##### Material for this exercise #####

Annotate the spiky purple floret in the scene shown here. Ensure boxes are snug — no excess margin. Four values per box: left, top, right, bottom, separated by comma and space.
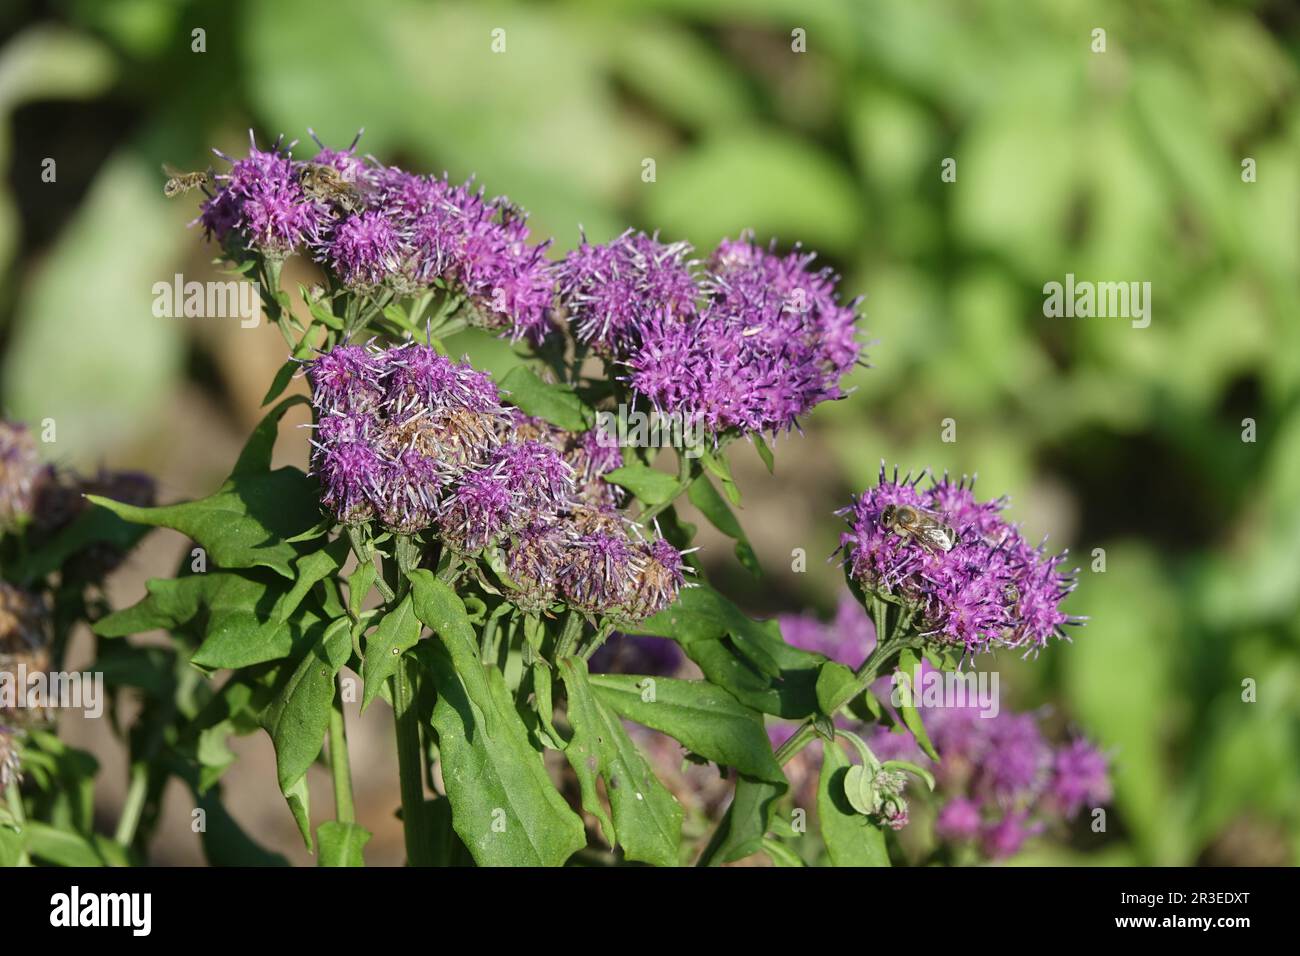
316, 439, 383, 525
1050, 737, 1112, 817
485, 440, 574, 516
374, 448, 443, 533
323, 210, 404, 288
384, 344, 501, 415
624, 537, 687, 621
837, 464, 1081, 656
370, 171, 554, 343
556, 230, 697, 353
504, 521, 567, 611
307, 128, 367, 180
307, 345, 388, 414
624, 231, 864, 436
201, 134, 323, 257
560, 530, 642, 615
439, 467, 519, 553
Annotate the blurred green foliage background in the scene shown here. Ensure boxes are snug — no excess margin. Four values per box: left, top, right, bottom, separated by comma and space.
1, 0, 1297, 865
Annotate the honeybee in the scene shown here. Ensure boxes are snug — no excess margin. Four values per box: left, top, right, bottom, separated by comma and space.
880, 504, 957, 553
298, 163, 364, 214
162, 163, 212, 198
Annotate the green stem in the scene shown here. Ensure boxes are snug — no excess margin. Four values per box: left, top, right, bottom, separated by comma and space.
639, 449, 700, 525
392, 655, 433, 866
554, 610, 584, 660
114, 763, 148, 846
330, 679, 356, 825
580, 621, 616, 662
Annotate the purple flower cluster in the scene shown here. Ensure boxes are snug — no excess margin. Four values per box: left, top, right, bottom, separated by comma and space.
555, 229, 863, 435
837, 464, 1082, 656
196, 133, 554, 341
772, 597, 1110, 862
308, 345, 686, 620
868, 705, 1112, 860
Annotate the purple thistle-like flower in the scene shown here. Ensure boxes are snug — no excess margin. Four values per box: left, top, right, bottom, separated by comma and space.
934, 797, 983, 842
384, 344, 501, 416
623, 537, 688, 621
315, 438, 383, 525
201, 133, 323, 257
1049, 737, 1112, 817
979, 811, 1042, 860
504, 522, 568, 612
323, 210, 404, 288
977, 711, 1053, 806
625, 231, 864, 436
837, 464, 1081, 657
307, 128, 367, 180
439, 466, 519, 553
556, 230, 697, 353
560, 530, 642, 616
485, 440, 574, 516
374, 448, 444, 534
307, 345, 388, 414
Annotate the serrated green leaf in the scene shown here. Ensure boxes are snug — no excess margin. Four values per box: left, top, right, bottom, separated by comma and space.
499, 365, 592, 431
560, 658, 683, 866
317, 821, 371, 867
603, 464, 681, 506
360, 593, 422, 712
819, 738, 890, 866
588, 673, 784, 783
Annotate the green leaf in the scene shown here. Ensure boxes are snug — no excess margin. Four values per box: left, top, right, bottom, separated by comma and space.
263, 617, 352, 792
700, 447, 741, 506
752, 434, 775, 474
588, 673, 784, 783
347, 557, 377, 619
818, 738, 890, 866
360, 593, 422, 712
235, 395, 309, 476
559, 657, 683, 867
87, 467, 320, 580
499, 365, 593, 431
317, 821, 371, 867
896, 649, 940, 761
687, 474, 760, 576
419, 639, 586, 867
629, 585, 824, 718
23, 822, 105, 867
282, 773, 313, 853
815, 661, 858, 717
701, 775, 786, 866
603, 464, 681, 506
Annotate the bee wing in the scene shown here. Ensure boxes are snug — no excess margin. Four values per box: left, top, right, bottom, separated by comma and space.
162, 162, 183, 177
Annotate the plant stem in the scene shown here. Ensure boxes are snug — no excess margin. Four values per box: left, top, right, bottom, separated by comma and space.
392, 654, 433, 866
330, 679, 356, 825
639, 449, 700, 525
114, 763, 148, 847
554, 610, 584, 660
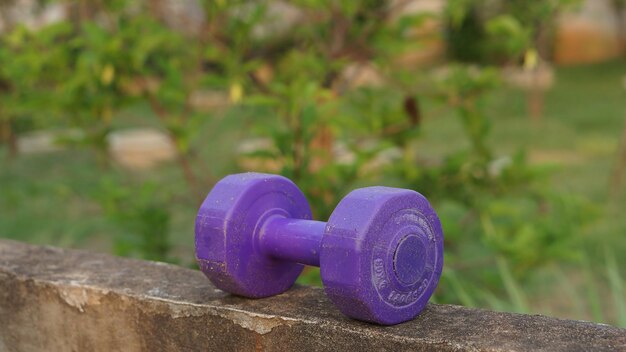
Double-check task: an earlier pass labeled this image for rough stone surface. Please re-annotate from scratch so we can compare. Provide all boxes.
[0,239,625,352]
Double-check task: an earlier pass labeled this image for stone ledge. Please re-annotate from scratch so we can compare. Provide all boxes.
[0,239,624,352]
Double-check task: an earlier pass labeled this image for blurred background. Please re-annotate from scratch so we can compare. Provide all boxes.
[0,0,625,327]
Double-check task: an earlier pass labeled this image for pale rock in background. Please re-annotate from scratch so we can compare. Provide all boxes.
[107,128,176,170]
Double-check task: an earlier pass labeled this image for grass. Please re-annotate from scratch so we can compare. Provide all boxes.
[414,61,625,326]
[1,60,625,326]
[0,103,253,262]
[422,60,626,253]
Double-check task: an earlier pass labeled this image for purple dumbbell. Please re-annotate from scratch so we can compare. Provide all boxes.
[195,173,444,325]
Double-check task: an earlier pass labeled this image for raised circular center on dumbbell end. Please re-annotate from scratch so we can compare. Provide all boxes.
[392,234,425,286]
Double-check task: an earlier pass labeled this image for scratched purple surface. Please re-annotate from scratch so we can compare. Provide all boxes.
[195,172,444,325]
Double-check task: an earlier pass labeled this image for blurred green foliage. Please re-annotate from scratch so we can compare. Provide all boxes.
[0,0,623,326]
[446,0,581,63]
[96,178,172,262]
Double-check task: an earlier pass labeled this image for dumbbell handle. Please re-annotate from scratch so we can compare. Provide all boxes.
[260,217,326,267]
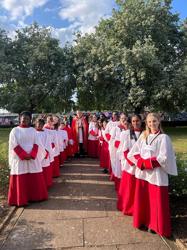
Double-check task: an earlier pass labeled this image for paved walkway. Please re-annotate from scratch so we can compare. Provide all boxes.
[0,158,178,249]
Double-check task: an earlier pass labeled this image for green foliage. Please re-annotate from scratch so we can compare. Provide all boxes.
[0,128,9,198]
[0,156,9,198]
[169,153,187,197]
[73,0,186,112]
[0,24,76,113]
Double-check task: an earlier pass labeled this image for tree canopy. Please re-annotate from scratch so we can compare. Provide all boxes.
[0,0,187,113]
[0,23,75,113]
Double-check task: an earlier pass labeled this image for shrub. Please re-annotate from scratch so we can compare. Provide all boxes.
[0,153,9,199]
[169,153,187,197]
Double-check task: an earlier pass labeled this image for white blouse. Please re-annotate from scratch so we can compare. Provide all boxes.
[127,133,178,186]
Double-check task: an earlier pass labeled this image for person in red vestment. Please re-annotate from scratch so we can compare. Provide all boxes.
[71,110,88,157]
[60,120,74,158]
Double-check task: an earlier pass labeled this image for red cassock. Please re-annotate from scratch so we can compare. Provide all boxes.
[99,130,110,169]
[71,116,88,154]
[63,126,74,157]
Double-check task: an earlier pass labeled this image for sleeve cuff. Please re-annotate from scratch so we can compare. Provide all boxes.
[124,150,134,166]
[114,140,120,148]
[105,133,111,141]
[14,145,29,160]
[30,144,38,159]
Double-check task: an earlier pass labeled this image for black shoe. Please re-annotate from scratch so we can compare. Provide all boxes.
[148,228,156,234]
[138,225,148,231]
[102,169,108,174]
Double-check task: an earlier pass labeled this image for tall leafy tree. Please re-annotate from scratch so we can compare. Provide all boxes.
[0,23,75,113]
[74,0,186,112]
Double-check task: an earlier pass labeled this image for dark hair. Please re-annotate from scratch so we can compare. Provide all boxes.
[19,111,32,120]
[131,114,142,121]
[35,118,45,126]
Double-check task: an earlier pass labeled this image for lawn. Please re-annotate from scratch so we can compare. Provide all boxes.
[0,128,11,157]
[164,127,187,154]
[1,127,186,157]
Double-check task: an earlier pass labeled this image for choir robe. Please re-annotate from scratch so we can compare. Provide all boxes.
[104,120,119,179]
[127,132,178,237]
[63,126,74,157]
[88,121,99,158]
[99,129,110,169]
[110,125,127,192]
[44,126,60,177]
[8,126,48,206]
[117,129,141,215]
[36,129,53,188]
[59,129,68,164]
[71,116,88,154]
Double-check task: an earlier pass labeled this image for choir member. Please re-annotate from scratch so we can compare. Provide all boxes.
[61,120,74,159]
[117,114,142,215]
[127,113,178,237]
[99,120,111,173]
[35,118,53,188]
[44,115,60,177]
[110,113,128,191]
[88,114,99,158]
[8,111,48,206]
[104,112,119,178]
[71,110,88,157]
[59,121,69,165]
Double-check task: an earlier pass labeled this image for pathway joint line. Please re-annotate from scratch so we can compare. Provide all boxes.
[0,206,16,234]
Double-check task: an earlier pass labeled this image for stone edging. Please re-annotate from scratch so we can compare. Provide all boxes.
[173,233,187,250]
[0,206,16,233]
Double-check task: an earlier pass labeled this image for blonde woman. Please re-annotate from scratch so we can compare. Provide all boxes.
[127,113,177,237]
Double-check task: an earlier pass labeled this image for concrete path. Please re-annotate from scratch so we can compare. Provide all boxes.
[0,158,178,249]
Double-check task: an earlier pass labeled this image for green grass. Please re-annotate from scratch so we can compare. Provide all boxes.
[0,127,186,158]
[164,127,187,154]
[0,128,11,158]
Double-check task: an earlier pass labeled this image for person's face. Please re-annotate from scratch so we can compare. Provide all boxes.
[123,121,128,130]
[47,117,53,125]
[147,116,160,132]
[36,122,43,130]
[112,114,117,121]
[98,121,102,127]
[93,115,97,122]
[53,116,59,125]
[20,115,30,126]
[131,117,141,130]
[120,114,127,123]
[103,121,107,129]
[77,111,82,118]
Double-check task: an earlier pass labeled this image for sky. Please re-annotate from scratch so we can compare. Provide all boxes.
[0,0,186,46]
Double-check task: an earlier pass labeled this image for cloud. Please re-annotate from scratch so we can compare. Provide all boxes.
[0,0,49,20]
[0,0,116,46]
[56,0,115,45]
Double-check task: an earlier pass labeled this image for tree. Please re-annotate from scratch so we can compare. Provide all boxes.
[73,0,186,112]
[0,23,76,113]
[0,29,12,83]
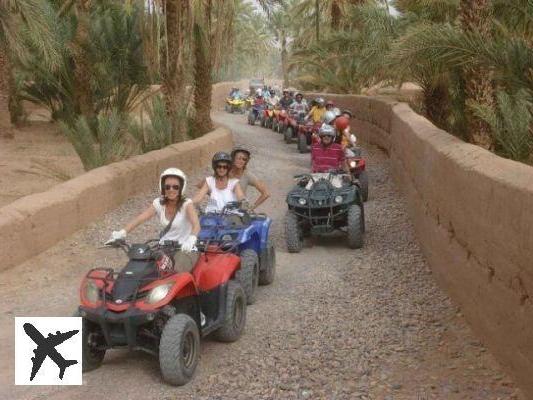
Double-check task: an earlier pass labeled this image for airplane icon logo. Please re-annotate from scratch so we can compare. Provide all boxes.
[24,323,79,381]
[15,317,82,385]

#####

> [Goal of the exercise] Only a word-for-word repetition of the lines from the one containing "image for airplane" to the final line of the data above counts as the answer.

> [Task result]
Double-check task: an earlier pass labeled this image for airplane icon logo. Please re-annotate from scratch so we can compare. Provide all boxes.
[24,323,79,381]
[15,317,82,385]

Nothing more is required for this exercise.